> [Materials provided]

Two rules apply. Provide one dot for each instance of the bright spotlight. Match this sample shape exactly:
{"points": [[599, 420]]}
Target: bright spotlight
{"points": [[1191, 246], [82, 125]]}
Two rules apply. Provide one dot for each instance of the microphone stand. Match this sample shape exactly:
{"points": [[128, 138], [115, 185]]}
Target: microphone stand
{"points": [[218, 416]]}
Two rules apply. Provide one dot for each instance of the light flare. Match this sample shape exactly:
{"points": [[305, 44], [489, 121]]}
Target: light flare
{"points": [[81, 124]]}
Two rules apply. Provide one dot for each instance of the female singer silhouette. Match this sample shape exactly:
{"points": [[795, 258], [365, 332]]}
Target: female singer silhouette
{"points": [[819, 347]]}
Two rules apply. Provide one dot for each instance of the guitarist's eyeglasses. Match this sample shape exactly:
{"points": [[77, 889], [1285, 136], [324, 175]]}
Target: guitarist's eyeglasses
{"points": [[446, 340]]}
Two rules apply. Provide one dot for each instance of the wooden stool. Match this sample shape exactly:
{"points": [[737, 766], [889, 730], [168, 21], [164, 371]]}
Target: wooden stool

> [Instructions to follow] The data above needs to be retyped in full, exactly as given.

> [Response]
Two rules apply. Provide one dot for each instance of the bright spotlight. Match this sample shape exactly:
{"points": [[599, 420]]}
Target: bright spotlight
{"points": [[1191, 246], [82, 125]]}
Two rules apply. Provide one dot for each instance of the microphone stand. Match this sample shape exactly:
{"points": [[128, 138], [115, 185]]}
Target: microphone stand
{"points": [[218, 416]]}
Two rules apply. Provide one dot for each instance of the light flare. Match this sample shape exactly:
{"points": [[305, 44], [489, 121]]}
Target: light flare
{"points": [[81, 124]]}
Two rules apply. Provide one dot for each instance of the female singer silhouette. Match this sample shape exactly:
{"points": [[795, 258], [365, 332]]}
Target: female singer silhouette
{"points": [[819, 347]]}
Two rules apply. Provide one dot for each instance of the guitarist's eyeglasses. Match this sample shape exactly:
{"points": [[77, 889], [1285, 136], [324, 175]]}
Target: guitarist's eyeglasses
{"points": [[446, 340]]}
Two rules apply. Provide one dot for each instance of the wooden stool. Match this sample shape exactly:
{"points": [[737, 766], [889, 730], [168, 21], [164, 371]]}
Target: wooden stool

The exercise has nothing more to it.